▶ [ASSIGNED TASK]
Find all the lines in the material below with the word "given", and copy them.

▶ [MATERIAL PROVIDED]

● ● ● ●

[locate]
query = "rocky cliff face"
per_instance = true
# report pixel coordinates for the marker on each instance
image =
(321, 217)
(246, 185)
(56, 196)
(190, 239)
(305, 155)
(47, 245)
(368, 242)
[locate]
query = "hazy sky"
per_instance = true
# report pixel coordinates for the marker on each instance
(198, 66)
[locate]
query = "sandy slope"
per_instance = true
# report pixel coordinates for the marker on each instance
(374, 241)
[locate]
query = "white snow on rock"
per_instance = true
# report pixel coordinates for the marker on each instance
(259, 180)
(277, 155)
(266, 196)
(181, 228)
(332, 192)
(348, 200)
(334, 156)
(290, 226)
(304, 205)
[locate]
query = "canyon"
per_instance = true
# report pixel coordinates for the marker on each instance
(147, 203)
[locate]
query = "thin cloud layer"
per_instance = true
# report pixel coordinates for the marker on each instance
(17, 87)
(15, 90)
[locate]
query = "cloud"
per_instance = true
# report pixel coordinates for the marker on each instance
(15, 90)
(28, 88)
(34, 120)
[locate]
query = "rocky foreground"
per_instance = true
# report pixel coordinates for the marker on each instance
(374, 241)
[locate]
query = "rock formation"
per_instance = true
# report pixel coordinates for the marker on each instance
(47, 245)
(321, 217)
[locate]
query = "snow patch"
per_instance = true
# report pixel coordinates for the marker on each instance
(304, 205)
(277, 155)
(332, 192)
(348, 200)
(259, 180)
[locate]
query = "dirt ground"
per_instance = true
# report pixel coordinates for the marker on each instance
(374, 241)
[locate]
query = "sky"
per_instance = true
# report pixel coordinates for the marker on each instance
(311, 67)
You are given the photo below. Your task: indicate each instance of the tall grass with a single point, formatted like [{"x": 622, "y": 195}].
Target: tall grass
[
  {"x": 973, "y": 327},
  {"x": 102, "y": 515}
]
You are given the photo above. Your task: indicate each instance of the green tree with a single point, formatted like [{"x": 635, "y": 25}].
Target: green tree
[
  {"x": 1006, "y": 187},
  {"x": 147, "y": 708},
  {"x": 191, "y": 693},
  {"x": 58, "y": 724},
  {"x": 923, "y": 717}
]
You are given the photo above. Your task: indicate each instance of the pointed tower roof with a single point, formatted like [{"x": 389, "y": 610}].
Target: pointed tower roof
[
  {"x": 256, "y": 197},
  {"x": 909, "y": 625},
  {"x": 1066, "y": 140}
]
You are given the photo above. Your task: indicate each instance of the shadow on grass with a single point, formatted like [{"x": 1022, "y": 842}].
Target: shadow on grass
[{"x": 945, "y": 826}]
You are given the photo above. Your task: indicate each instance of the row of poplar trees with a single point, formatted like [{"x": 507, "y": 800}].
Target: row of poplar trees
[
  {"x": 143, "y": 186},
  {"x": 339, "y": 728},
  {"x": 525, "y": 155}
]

● ● ● ●

▶ [RESULT OF THIS TASK]
You are given the photo below. Your task: indicate each instance of the tall grass with a single point, formatted like [{"x": 622, "y": 195}].
You are given the photo above. Your task: indicate each instance of the green tree with a single point, formatted like [{"x": 635, "y": 25}].
You are given the photo above. Your task: indicate each instance of the pointed tower roof with a single point, formatted like [{"x": 389, "y": 610}].
You are given the photo above. Your task: indicate each instance of the shadow on grass with a single point, formatted like [{"x": 1022, "y": 842}].
You are given the photo above. Your task: indicate each instance of the row of poplar trees with a single point, formatted like [{"x": 507, "y": 800}].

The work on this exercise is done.